【CLRS】《算法导论》读书笔记(三):计数排序(Counting sort)、基数排序(Radix sort)和桶排序(Bucket sort)

时间:2020-12-14 17:09:02

计数排序(Counting sort)

*:http://en.wikipedia.org/wiki/Counting_sort

时间复杂度:O(n)

 

技术排序的基本思想:对每一个输入元素 x ,确定小于 x 的元素个数。利用这一信息,就可以直接把 x 放到它在输出数组中的位置上了。

 

伪码:

COUNTING-SORT(A, B, k)

  let C[0 .. k] be a new array

  for i = 0 to k

    C[i] = 0

  for j = 1 to A.length

    C[A[j]] = C[A[j]] + 1

  // C[i] now contains the number of elements equal to i.

  for i = 1 to k

    C[i] = C[i] + C[i - 1]

  // C[i] now contains the number of elements less than or equal to i.

══════

▶ _待完成任务_
(A) 根据计数排序笔记回答下列问题:
(i) 笔记给出的计数排序时间复杂度是多少?
(ii) 按基本思想,对每一个输入元素 x 要确定什么?
(iii) 伪码中 "C[A[j]] = C[A[j]] + 1" 所在的循环结束后,C[i] 包含什么?
(B) 从计数排序笔记最后一句之后接着续写。

▶ _原始数据_

══════

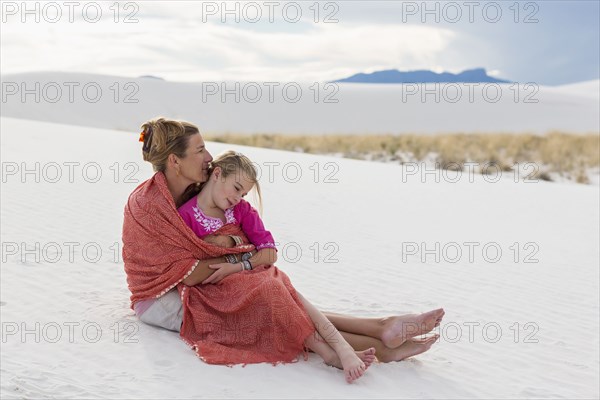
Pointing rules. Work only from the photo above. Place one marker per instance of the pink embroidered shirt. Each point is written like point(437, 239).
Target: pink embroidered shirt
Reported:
point(242, 214)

══════

▶ _逐题作答_
(A)
(i) O(n)
(ii) 小于 x 的元素个数。
(iii) 等于 i 的元素个数。

(B)
  for j = A. length downto 1

    B[C[A[j]]] = A[j]

    C[A[j]] = C[A[j]] - 1

 

基数排序(Radix sort)

*:http://en.wikipedia.org/wiki/Radix_sort

最差时间复杂度:O(k n),其中k为位数

基数排序分类:LSD(Least Significant Digital)和MSD(Most Signifacant Digital)

 

LSD伪码:

RADIX-SORT(A, d)

  for i = 1 to d

    use a stable sort to sort array A on digit i

 

桶排序(Bucket sort)

*:http://en.wikipedia.org/wiki/Bucket_sort

平均时间复杂度:O(n)

 

Bucket sort works as follows:

  1. Set up an array of initially empty "buckets."
  2. Scatter: Go over the original array, putting each object in its bucket.
  3. Sort each non-empty bucket.
  4. Gather: Visit the buckets in order and put all elements back into the original array.

 

伪码:

BUCKET-SORT(A)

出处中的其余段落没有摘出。